**Task directions:** Transcribe the passage of the article below on Santa Clara County's basic income pilot for foster youth, from "Uncertainty over future" up to and including "sort of assistance.".

[[ Study text, beginning ]]

SAN JOSE, Calif. (KRON) — The first-of-its-kind “Universal Basic Income” initiative launched in Santa Clara County is set to financially assist young adults who are transitioning out of the foster care system.
Under the pilot program young adults who age out of the foster care system will now receive a $1,000 monthly for the next year.
For 24-year-old Nayeli Grano who is transitioning out of the county’s foster care system, says the new pilot program came at a crucial time where foster young adults, like herself, have been hit hard due to the COVID-19 pandemic.
“I think its amazing, I think this is a new opportunity for out-coming foster youth to just grow,” said Grano.
“If it was hard before to achieve our dreams now with this pandemic is even harder or to even think that we can possibly do something.”
Uncertainty over future
Grano says individuals in the foster care system are uncertain if they will receive any assistance as the county has focused much of its attention on stopping the spread of COVID-19.
“Not only do foster youth work minimum wage jobs and now with the pandemic a lot of those jobs are the ones that people lost,” said Grano.
Grano tells KRON4 although she is not yet part of the UBI program, she understands the struggles foster youth and young adults face to garner any sort of assistance.
“Me just knowing that I am going to be hopefully getting something when I turn 25 makes me feel more relaxed.”
“It helps a lot knowing that we’re going to be able to pay rent or pay things that we need for school … this just opens the door to new things.”
“Universal Basic Income”
Giséle Huff, president of San Francisco-based nonprofit Gerald Huff Fund for Humanity was instrumental in assisting Supervisor Cortese in bringing the first-of-its-kind UBI program to Santa Clara County.
In memory of Huff’s late son — the nonprofit is dedicated to bringing awareness on the concept of Universal Basic Income as a transitional solution to current societal issues.
“We’re looking for it to be a federal program that is implemented so that every American gets a $1,000 a month from the age of 18 on,” said Huff.
“Knowing that you have that floor … gives you the kind of freedom to pursue your dreams especially when you are a young person.”
For Grano and for many foster youth in the system express a desire to pursue a higher education in hopes to one day help out others with similar upbringings.
Grano is currently majoring in sociology and minoring in psychology at San Jose City College.
“I plan to be a probation officer because my passion is to help youth realize their full potential,” said Grano.
“I want them to realize that just because we come from a certain background doesn’t mean that we have to stay there and that we’re not going to achieve anything more … because we definitely can.”
Santa Clara County Board of Supervisors approved the program last month after the board initially told Supervisor Cortese the county will not be pursuing any new initiatives due to the pandemic.
Supervisor Cortese grew up in San Jose and says he understands the importance of assisting young people especially those who are transitioning out of foster care.
“Youth that are 21 through about 24 maybe 25 coming out of foster families who are now transitioning to the wide world out there are really in struggle right now — they have struggled for years,” said Cortese.
“We’re very excited .. I think it’s going to empower them and give them the ability to start making better decisions and good decisions about how to invest their own money.”
In an effort to get the much needed money into the hands of the participating 72 foster young adults — the county will not require them to complete any additional steps to receive their funds.
The UBI program will use $900,000 in funding through the county’s general fund to assist the participating young adults with no requirements on how they can spend their money.
“We’re not going to tell them what they have to do or how they have to do it specifically because that’s arguably been a failure of the system when we start getting too restrictive about what people should do with their social services benefits,” said Cortese.
In addition to the $1,000 a month the 72 young adults in the program will be given — the county will also offer financial coaching in partnership with MyPath and Excite Credit Union.

[[ Study text, end ]]
[[ Information shown, beginning ]]

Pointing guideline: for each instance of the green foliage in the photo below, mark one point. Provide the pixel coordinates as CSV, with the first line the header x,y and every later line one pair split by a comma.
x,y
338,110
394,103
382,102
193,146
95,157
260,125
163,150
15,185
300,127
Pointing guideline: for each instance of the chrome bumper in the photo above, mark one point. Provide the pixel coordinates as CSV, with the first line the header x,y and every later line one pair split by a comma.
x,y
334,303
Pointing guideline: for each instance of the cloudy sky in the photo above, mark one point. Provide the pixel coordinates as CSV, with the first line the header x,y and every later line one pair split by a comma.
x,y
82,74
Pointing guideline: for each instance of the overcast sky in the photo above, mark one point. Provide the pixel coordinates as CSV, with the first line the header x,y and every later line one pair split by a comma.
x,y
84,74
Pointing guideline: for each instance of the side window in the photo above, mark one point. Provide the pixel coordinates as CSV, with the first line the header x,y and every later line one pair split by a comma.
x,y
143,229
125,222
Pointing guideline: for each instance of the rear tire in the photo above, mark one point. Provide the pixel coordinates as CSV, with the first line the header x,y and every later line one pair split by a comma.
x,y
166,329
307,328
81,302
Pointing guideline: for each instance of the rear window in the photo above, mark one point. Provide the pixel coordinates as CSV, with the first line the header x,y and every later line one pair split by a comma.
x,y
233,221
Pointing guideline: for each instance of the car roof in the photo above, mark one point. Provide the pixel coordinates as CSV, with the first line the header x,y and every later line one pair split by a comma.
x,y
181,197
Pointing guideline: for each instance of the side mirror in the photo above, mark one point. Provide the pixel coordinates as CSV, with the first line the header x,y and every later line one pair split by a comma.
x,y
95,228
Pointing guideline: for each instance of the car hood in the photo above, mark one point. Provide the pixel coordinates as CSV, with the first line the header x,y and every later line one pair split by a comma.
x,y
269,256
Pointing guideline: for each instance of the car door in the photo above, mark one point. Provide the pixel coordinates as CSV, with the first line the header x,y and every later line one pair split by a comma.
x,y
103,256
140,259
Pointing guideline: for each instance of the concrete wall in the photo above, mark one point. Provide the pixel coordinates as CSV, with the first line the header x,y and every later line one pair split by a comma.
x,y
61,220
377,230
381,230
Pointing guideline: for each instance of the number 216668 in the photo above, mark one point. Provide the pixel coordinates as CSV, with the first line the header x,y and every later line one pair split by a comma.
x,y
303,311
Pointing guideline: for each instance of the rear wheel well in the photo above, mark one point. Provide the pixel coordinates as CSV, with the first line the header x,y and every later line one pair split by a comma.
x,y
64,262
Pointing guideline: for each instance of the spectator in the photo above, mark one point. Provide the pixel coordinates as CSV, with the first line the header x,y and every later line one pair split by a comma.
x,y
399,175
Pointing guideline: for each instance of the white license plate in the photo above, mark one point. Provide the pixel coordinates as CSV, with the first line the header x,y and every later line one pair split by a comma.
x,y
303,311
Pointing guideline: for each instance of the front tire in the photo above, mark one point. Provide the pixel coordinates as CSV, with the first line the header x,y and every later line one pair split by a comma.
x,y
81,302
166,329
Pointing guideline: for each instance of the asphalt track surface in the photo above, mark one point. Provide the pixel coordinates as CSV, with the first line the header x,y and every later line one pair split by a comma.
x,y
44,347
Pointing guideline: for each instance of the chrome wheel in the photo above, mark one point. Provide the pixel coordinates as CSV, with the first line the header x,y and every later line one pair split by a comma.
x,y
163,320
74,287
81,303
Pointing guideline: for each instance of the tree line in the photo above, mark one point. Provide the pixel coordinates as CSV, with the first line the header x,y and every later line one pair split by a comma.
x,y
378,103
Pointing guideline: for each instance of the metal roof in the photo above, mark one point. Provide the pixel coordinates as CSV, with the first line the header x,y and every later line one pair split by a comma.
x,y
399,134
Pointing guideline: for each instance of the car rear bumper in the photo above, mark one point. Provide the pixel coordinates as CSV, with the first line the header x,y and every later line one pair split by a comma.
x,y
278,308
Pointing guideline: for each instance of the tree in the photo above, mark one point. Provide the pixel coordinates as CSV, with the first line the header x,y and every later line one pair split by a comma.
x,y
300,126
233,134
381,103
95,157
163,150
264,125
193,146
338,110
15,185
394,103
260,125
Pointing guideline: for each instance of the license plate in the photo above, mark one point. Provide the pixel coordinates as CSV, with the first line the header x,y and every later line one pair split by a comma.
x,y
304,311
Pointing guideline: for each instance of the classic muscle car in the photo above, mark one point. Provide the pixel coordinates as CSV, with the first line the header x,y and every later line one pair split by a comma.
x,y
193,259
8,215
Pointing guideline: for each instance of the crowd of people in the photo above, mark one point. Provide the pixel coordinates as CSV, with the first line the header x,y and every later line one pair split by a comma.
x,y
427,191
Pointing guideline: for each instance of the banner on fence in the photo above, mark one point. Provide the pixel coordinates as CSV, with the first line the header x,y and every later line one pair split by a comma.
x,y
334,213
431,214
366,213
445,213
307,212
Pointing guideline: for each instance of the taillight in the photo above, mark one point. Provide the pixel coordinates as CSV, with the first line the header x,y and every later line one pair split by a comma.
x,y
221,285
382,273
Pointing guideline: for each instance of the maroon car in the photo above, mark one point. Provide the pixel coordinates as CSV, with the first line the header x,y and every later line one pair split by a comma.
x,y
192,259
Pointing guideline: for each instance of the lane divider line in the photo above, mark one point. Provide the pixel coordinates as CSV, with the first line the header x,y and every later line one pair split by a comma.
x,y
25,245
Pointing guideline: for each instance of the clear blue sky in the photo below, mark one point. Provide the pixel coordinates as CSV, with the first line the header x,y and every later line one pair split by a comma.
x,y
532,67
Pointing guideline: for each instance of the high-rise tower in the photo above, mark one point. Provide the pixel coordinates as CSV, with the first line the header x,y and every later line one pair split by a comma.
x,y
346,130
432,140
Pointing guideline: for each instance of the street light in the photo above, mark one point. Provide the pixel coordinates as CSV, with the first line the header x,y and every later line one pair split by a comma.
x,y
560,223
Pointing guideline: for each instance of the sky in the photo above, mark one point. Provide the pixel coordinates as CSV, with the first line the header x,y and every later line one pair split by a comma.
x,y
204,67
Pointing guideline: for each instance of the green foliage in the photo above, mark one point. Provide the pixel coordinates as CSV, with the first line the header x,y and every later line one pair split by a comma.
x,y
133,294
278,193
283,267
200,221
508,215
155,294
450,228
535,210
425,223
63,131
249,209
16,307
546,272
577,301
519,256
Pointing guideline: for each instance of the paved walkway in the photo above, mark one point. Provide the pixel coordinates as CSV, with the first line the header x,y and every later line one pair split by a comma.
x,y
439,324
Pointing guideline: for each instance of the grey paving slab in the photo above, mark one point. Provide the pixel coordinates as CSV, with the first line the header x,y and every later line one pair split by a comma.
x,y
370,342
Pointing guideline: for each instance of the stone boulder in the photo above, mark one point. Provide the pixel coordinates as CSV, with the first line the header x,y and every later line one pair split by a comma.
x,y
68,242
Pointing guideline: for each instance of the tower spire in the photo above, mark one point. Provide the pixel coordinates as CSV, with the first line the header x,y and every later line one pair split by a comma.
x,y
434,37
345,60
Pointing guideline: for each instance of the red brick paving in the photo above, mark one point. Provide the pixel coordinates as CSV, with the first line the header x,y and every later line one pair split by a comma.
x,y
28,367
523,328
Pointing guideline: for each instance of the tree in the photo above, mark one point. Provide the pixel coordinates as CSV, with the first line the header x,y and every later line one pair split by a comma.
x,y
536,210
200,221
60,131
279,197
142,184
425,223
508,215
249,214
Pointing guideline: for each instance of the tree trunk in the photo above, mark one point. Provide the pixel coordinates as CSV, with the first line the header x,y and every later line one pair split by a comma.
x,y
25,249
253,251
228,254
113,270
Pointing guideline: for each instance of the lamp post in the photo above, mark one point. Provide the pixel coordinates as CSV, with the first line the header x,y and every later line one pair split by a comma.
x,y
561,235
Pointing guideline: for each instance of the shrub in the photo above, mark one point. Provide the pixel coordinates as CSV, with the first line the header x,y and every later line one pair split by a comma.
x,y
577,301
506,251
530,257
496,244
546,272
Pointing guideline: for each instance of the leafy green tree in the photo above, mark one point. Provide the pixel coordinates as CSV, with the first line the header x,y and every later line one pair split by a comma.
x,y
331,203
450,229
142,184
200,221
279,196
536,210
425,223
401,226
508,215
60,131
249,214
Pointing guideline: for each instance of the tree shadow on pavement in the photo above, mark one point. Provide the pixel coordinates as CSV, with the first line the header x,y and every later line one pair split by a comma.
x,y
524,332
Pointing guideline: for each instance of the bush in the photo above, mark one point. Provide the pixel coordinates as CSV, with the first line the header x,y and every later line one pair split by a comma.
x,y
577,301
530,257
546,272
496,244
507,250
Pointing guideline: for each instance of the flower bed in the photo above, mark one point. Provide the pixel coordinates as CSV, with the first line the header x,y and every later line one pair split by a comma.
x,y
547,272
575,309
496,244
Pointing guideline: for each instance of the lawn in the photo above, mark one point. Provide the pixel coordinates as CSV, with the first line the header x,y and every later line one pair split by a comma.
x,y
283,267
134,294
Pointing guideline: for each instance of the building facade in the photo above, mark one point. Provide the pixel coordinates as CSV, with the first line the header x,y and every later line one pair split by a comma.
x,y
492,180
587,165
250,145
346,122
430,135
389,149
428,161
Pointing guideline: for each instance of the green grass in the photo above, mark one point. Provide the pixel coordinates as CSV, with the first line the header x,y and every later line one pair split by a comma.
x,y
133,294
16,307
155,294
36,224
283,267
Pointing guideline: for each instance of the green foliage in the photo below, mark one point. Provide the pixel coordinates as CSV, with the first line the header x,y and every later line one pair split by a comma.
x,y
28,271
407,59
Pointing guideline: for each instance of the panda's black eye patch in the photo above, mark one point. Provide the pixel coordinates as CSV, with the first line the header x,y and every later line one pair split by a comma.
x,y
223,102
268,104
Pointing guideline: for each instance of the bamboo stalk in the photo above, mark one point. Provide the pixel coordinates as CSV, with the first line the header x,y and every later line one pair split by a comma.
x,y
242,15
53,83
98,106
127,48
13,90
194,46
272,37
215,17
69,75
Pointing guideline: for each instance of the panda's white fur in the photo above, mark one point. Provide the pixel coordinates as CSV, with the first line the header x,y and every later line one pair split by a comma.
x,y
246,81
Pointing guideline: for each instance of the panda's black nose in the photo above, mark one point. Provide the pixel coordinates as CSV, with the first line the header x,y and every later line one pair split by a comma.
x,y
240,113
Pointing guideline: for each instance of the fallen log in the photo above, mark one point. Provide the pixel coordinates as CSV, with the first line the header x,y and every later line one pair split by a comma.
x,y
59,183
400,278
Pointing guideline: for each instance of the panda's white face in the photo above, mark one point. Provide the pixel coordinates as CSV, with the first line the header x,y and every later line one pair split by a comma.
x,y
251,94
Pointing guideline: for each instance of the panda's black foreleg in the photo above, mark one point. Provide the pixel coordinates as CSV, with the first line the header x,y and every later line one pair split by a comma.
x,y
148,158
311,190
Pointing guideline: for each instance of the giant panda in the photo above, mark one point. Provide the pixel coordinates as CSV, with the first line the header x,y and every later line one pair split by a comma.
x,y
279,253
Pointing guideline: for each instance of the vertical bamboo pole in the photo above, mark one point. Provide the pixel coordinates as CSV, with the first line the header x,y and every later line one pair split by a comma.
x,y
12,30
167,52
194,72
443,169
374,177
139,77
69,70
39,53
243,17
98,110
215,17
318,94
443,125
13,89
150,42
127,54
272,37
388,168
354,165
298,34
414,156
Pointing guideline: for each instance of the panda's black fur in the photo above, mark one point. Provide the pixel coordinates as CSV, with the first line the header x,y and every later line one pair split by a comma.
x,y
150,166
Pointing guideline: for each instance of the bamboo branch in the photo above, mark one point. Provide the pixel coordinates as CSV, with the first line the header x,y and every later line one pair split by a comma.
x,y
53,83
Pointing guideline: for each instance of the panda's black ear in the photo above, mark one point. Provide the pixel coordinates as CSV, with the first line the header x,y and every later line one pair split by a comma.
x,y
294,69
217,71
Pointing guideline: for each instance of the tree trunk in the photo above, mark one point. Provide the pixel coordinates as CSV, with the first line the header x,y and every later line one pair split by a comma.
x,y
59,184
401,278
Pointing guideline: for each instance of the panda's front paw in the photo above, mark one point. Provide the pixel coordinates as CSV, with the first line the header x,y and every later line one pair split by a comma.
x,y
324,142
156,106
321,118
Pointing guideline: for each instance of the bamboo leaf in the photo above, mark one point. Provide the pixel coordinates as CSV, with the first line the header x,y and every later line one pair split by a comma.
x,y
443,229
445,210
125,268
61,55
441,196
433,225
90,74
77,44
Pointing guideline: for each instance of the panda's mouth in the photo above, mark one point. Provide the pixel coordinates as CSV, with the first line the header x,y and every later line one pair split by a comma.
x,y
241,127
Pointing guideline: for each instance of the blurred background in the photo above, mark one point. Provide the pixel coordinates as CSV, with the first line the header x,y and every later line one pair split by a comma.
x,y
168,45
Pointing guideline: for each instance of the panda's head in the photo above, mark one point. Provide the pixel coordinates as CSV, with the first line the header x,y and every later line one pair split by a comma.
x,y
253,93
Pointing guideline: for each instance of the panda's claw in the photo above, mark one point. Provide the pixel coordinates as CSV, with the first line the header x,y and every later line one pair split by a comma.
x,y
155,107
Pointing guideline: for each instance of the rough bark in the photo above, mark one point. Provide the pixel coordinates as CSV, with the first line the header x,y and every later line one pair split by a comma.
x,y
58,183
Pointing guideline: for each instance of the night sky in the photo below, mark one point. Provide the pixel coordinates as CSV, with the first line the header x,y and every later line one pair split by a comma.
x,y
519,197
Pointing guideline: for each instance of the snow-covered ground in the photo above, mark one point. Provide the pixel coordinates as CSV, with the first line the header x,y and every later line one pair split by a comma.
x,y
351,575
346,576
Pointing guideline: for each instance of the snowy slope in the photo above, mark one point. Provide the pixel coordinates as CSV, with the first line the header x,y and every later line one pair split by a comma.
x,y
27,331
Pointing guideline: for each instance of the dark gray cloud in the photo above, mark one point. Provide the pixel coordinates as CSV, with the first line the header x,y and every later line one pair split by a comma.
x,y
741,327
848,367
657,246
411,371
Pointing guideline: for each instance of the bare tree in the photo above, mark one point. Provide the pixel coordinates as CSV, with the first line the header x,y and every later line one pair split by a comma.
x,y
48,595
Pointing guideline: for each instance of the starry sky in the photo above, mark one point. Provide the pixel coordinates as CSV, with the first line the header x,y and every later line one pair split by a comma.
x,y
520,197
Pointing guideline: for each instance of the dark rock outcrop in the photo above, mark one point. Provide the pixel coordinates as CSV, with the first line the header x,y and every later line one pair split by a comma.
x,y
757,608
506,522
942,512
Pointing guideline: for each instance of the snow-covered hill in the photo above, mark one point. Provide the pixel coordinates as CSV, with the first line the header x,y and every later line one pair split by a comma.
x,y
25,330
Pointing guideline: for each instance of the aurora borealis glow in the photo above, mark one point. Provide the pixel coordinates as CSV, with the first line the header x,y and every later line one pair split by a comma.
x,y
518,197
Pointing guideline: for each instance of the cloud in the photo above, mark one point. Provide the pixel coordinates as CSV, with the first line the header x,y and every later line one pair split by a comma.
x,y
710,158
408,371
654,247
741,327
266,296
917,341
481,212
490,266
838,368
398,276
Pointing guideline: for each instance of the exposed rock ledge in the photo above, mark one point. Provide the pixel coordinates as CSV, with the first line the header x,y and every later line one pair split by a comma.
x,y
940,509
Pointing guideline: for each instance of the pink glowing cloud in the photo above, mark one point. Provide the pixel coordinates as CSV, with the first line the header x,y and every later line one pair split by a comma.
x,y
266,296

[[ Information shown, end ]]

**Solution to this task:**
Uncertainty over future
Grano says individuals in the foster care system are uncertain if they will receive any assistance as the county has focused much of its attention on stopping the spread of COVID-19.
“Not only do foster youth work minimum wage jobs and now with the pandemic a lot of those jobs are the ones that people lost,” said Grano.
Grano tells KRON4 although she is not yet part of the UBI program, she understands the struggles foster youth and young adults face to garner any sort of assistance.